▶ Excerpted data:
----
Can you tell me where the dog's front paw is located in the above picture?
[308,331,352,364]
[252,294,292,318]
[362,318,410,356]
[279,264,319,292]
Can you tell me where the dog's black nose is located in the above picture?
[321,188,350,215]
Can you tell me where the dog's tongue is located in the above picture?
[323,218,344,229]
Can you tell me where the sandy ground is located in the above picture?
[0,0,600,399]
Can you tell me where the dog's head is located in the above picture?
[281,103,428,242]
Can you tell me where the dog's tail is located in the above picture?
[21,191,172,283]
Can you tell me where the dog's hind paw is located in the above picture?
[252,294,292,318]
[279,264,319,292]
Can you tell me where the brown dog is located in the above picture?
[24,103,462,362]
----
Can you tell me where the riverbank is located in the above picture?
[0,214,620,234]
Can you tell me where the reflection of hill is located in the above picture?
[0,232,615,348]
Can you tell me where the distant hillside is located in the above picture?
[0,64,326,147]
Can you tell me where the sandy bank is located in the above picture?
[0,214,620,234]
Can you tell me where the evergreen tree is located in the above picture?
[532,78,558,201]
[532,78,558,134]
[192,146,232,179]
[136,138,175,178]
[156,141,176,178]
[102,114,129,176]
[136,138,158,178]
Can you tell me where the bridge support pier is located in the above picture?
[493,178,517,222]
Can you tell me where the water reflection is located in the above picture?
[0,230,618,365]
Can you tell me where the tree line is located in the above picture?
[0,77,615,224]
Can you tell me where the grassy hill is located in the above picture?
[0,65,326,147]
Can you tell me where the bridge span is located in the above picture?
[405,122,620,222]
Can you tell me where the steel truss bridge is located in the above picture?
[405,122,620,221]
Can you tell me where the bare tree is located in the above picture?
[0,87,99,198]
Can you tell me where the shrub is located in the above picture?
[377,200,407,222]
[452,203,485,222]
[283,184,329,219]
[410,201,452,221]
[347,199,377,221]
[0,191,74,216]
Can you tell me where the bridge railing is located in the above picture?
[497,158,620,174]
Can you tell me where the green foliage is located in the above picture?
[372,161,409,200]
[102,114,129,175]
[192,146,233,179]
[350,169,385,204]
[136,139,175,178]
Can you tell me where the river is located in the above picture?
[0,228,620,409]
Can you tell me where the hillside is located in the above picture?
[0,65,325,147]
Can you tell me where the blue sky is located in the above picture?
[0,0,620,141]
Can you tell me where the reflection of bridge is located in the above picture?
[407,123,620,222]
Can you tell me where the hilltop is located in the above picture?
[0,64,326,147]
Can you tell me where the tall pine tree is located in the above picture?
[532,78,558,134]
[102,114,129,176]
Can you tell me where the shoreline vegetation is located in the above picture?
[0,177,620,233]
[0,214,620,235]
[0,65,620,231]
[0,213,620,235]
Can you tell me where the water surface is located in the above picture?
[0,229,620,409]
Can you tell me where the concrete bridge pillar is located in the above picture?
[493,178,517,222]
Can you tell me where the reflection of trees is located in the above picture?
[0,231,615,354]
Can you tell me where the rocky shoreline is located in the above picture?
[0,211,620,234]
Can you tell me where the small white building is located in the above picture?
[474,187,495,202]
----
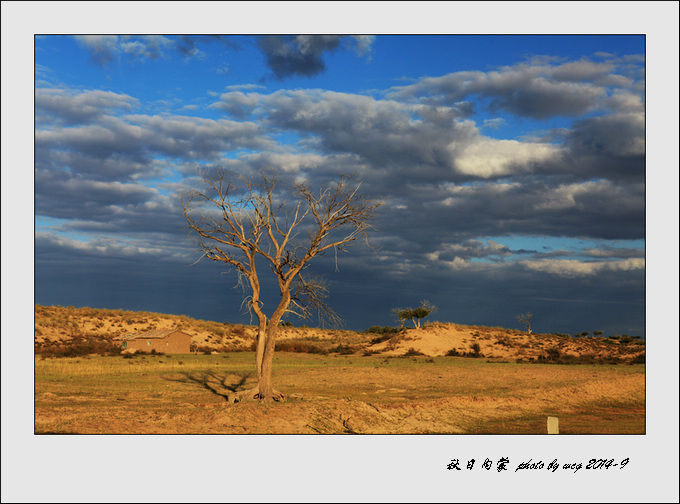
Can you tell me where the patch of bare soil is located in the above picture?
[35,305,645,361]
----
▶ Required work: Please switch "shrub" to "bush" in the rows that open with the line containing "Can you tell me where the reflection of hill" and close with the line containing "[0,228,620,409]". Give back only those rows, with everything else left unchanged.

▶ Task solution:
Can you tell me where the reflection of hill is located in the above picture?
[0,232,615,348]
Can you tell me where the distant hillside is located in the above picture?
[0,64,326,147]
Can you tell me where the sandy bank is located in the above picture?
[0,214,620,234]
Can you tell me where the evergreen tree is located in the above picture?
[532,78,558,201]
[532,78,558,134]
[192,146,232,179]
[136,138,175,178]
[156,141,176,178]
[102,114,129,176]
[136,138,158,178]
Can you tell me where the bridge support pier is located in the above picture?
[493,178,517,222]
Can you tell me where the water reflection is located in the above picture?
[0,230,618,365]
Can you tell me where the tree line is located in the above picture?
[0,77,615,224]
Can you tell me where the grassy hill is located in the above picture?
[0,65,326,147]
Can you tell me where the bridge span is located in the above picture?
[405,122,620,222]
Can you tell me where the steel truss bridge is located in the above picture?
[405,122,620,221]
Can you tell me where the bare tree is located in the above picture?
[0,87,99,198]
Can you tell me where the bush is located in the above picture?
[377,200,407,222]
[452,203,485,222]
[283,184,329,219]
[410,201,452,221]
[347,199,377,221]
[0,191,74,216]
Can you tell me where the bridge railing is located in the above picture?
[497,158,620,174]
Can you tell me where the green foliage is located in the above picture?
[372,161,409,200]
[102,114,129,175]
[192,146,233,179]
[350,169,385,204]
[136,139,175,178]
Can you tell me where the river is located in the above picture?
[0,228,620,409]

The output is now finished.